Data listing

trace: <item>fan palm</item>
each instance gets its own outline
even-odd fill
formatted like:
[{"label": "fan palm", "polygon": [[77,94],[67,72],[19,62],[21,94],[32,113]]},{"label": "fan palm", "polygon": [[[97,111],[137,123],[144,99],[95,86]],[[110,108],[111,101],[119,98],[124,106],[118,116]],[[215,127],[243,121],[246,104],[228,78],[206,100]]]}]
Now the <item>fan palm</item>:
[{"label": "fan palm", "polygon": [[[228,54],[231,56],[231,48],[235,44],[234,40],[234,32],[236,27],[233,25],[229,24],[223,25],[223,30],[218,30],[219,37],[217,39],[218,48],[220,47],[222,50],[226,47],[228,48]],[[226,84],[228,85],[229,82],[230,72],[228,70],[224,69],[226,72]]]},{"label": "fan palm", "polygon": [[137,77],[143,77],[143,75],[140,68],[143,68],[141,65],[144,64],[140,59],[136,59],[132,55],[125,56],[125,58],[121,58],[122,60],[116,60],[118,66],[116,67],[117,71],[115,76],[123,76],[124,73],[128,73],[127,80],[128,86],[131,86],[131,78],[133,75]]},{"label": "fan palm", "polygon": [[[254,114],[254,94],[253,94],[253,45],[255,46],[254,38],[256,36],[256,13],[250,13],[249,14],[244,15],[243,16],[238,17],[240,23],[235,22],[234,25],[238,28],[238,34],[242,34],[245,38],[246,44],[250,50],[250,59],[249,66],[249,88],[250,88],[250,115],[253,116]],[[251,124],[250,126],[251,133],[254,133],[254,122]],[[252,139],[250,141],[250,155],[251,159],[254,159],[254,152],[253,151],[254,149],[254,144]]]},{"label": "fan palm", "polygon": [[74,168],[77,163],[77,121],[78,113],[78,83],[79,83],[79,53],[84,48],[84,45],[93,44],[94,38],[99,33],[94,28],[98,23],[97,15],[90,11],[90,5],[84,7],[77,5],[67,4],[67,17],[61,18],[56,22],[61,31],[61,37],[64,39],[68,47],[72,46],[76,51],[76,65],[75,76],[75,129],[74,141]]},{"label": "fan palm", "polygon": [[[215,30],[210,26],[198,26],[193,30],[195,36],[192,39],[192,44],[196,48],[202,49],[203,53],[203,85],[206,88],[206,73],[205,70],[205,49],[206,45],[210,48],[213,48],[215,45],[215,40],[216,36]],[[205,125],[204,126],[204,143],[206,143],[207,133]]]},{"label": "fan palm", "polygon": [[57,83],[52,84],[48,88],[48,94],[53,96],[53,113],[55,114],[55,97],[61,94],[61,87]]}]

Exercise = Extract the full listing and reproduce each line exactly.

Completed task =
trace: <item>fan palm</item>
each instance gets its own outline
even-odd fill
formatted like:
[{"label": "fan palm", "polygon": [[77,94],[67,72],[19,62],[21,94],[32,113]]},{"label": "fan palm", "polygon": [[[97,111],[137,123],[144,99],[95,86]],[[110,108],[111,101],[119,98],[124,106],[118,116]],[[215,127],[243,121],[246,104],[228,78],[206,100]]]}]
Now the <item>fan palm</item>:
[{"label": "fan palm", "polygon": [[[228,54],[231,56],[231,48],[235,44],[234,40],[234,32],[236,27],[233,25],[229,24],[223,25],[223,30],[218,30],[219,37],[217,39],[218,48],[220,47],[222,50],[226,47],[228,48]],[[226,84],[228,85],[229,82],[230,72],[228,70],[224,69],[226,72]]]},{"label": "fan palm", "polygon": [[137,77],[143,77],[143,75],[140,68],[143,68],[141,65],[144,64],[140,59],[136,59],[132,55],[125,56],[125,58],[121,58],[122,60],[116,60],[118,66],[116,67],[117,71],[115,76],[123,76],[124,73],[128,73],[127,80],[128,86],[131,86],[131,78],[133,75]]},{"label": "fan palm", "polygon": [[[254,114],[254,94],[253,94],[253,45],[255,46],[254,38],[256,36],[256,13],[250,13],[249,14],[244,15],[243,16],[238,17],[240,23],[235,22],[234,25],[238,28],[238,34],[242,34],[245,38],[246,44],[250,50],[250,59],[249,66],[249,88],[250,88],[250,115],[253,116]],[[251,124],[250,126],[251,133],[254,133],[254,122]],[[252,139],[250,141],[250,155],[251,159],[254,159],[254,152],[253,151],[254,149],[254,144]]]},{"label": "fan palm", "polygon": [[74,168],[77,163],[77,121],[78,113],[78,83],[79,83],[79,53],[84,48],[84,45],[93,44],[94,38],[99,33],[94,28],[98,23],[97,15],[90,11],[90,5],[84,7],[77,5],[67,4],[67,17],[61,18],[56,22],[61,31],[61,37],[64,39],[68,47],[72,46],[76,51],[76,65],[75,76],[75,129],[74,141]]},{"label": "fan palm", "polygon": [[[215,30],[210,26],[198,26],[193,30],[195,36],[192,39],[192,44],[196,48],[202,49],[203,53],[203,85],[206,88],[206,73],[205,70],[205,49],[206,45],[210,48],[213,48],[215,45],[215,40],[216,36]],[[205,125],[204,126],[204,143],[206,143],[207,133]]]},{"label": "fan palm", "polygon": [[57,83],[52,84],[48,88],[48,94],[53,96],[53,113],[55,114],[55,97],[61,94],[61,87]]}]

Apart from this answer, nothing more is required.